In accordance with your contract of employment dated 9 June 2022, all new employees at Council are subject to a satisfactory completion of a six-month probationary period following which employment is confirmed.

Brimbank City Council has determined that it will not be confirming your employment within the probationary period due to failing to follow instructions provided by your team leader and poor work performance.

…………..”

  1. The Applicant rejected that his dismissal was due to poor performance. Rather, he claims that on 10 November 2022 he reported to management of the Respondent that one of his colleagues may have been under the influence of alcohol. He states that the particular employee had a close personal relationship with a number of senior staff of the Respondent which relationships he claims influenced or led to the Respondent’s decision to dismiss him. Ms Willis rejected that the decision to terminate the Applicant’s employment had anything to do with the Applicant raising an OH&S issue and reiterated that the dismissal decision was based solely on the Applicant’s performance during his probationary period.

  1. In support of his argument that he was employed by the Respondent for a period of eleven months, the Applicant produced several photos which showed him undertaking work for the Respondent prior to June 2022[10]. Ms Willis gave evidence that four of the six photographs provided by the Applicant were from the period March-June 2022 and these photos were published in the Park Services internal newsletter to recognise a milestone or celebrate the team’s achievement. She notes that the Respondent provides uniforms to labour hire staff as well as inducting them on OH&S requirements. She accepts that the photos reveal the Applicant was performing work for the Respondent but not that he was employed by it. She further states that people do not need to be ‘employed’ by the Respondent to appear in the internal newsletter[11].

  1. The Applicant confirmed that the work he performed while employed by Hays and deployed to work for the Respondent was the same work that he undertook once employed directly by the Respondent, with which evidence Ms Willis agreed.

Has the Applicant been dismissed?

  1. A threshold issue to determine is whether the Applicant has been dismissed from his employment. Section 386(1) of the Act provides that the Applicant has been dismissed if:

(a)the Applicant’s employment with the Respondent has been terminated on the Respondent’s initiative; or

(b)the Applicant has resigned from their employment but was forced to do so because of conduct, or a course of conduct, engaged in by the Respondent;

  1. Section 386(2) of the Act sets out circumstances where an employee has not been dismissed, none of which are presently relevant. There was no dispute and I find that the Applicant’s employment with the Respondent terminated at the initiative of the Respondent.

▶ DATASET ENTRIES:
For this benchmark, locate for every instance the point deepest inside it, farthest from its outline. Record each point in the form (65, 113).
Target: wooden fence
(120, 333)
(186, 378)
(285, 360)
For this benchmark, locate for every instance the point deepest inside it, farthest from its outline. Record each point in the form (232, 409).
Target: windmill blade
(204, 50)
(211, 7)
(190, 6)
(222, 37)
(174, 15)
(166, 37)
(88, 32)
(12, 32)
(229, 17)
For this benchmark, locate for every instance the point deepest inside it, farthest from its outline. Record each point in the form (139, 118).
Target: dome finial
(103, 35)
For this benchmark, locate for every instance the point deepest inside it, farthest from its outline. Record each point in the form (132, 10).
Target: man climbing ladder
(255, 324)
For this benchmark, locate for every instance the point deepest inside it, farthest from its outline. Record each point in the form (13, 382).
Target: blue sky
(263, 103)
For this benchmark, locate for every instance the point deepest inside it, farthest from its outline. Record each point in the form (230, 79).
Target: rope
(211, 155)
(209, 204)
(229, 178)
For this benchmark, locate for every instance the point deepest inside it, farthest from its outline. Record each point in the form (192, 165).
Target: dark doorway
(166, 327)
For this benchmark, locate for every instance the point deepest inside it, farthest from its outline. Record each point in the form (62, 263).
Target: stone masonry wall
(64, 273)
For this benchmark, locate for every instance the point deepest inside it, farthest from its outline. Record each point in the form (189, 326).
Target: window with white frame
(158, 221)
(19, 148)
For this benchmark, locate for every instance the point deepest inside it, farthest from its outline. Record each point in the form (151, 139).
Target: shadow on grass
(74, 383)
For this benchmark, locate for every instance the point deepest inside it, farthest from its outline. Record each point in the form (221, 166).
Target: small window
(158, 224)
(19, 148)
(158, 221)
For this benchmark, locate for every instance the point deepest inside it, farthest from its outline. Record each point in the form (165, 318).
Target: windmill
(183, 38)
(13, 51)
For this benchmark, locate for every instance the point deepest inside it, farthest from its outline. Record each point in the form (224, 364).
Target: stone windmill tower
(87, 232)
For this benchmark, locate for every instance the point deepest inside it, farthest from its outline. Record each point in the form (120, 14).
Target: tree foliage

▶ TASK 1: Retype the dismissal decision from "1. The Applicant confirmed" to "Ms Willis agreed.".
▶ TASK 2: In the dismissal decision, list each point Ms Willis makes in the paragraph beginning "In support of his argument".
▶ TASK 3: Write the passage of the dismissal decision that would follow its final sentence.

▶ RESULT 1:
1. The Applicant confirmed that the work he performed while employed by Hays and deployed to work for the Respondent was the same work that he undertook once employed directly by the Respondent, with which evidence Ms Willis agreed.

▶ RESULT 2:
- Four of the six photographs provided by the Applicant were from the period March-June 2022 and were published in the Park Services internal newsletter to recognise a milestone or celebrate the team's achievement.
- The Respondent provides uniforms to labour hire staff and inducts them on OH&S requirements.
- The photos reveal that the Applicant was performing work for the Respondent, but not that he was employed by it.
- People do not need to be employed by the Respondent to appear in the internal newsletter.

▶ RESULT 3:
Initial matters

  1. Under section 396 of the Act, the Commission is obliged to decide the following matters before considering the merits of the application:

(a)whether the application was made within the period required in subsection 394(2);

(b)whether the person was protected from unfair dismissal;

(c)whether the dismissal was consistent with the Small Business Fair Dismissal Code; and

(d)whether the dismissal was a case of genuine redundancy.

  1. Relevant to the determination of the preliminary matters I am satisfied that; 

·  the Applicant was dismissed on 16 November 2022 and filed his unfair dismissal application on 2 December 2022, that latter date being within 21 days of the date of his dismissal;

·  the Applicant was covered in his employment by the Brimbank City Council Enterprise Agreement 9, EA9 2021[12] and was in receipt of an annual base salary of $73,341.68 plus superannuation at the time of his dismissal;

·  at the time of the Applicant’s dismissal the Respondent employed approximately 1,340 employees and is therefore not a small business employer within the meaning of s 23 of the Act; and

·the Applicant was not dismissed due to the Respondent no longer requiring the Applicant’s job to be performed by anyone because of changes in the operational requirements of the Respondent’s enterprise. 

  1. I am satisfied that the application was made within the required period in subsection 394(2), the small business fair dismissal code does not apply, and the dismissal was not a genuine redundancy. I now turn to the remaining preliminary matter to be dealt with, that of the jurisdictional objection raised by the Respondent, that being the Applicant is not a person protected from unfair dismissal be reason of not having met the minimum employment period of six months.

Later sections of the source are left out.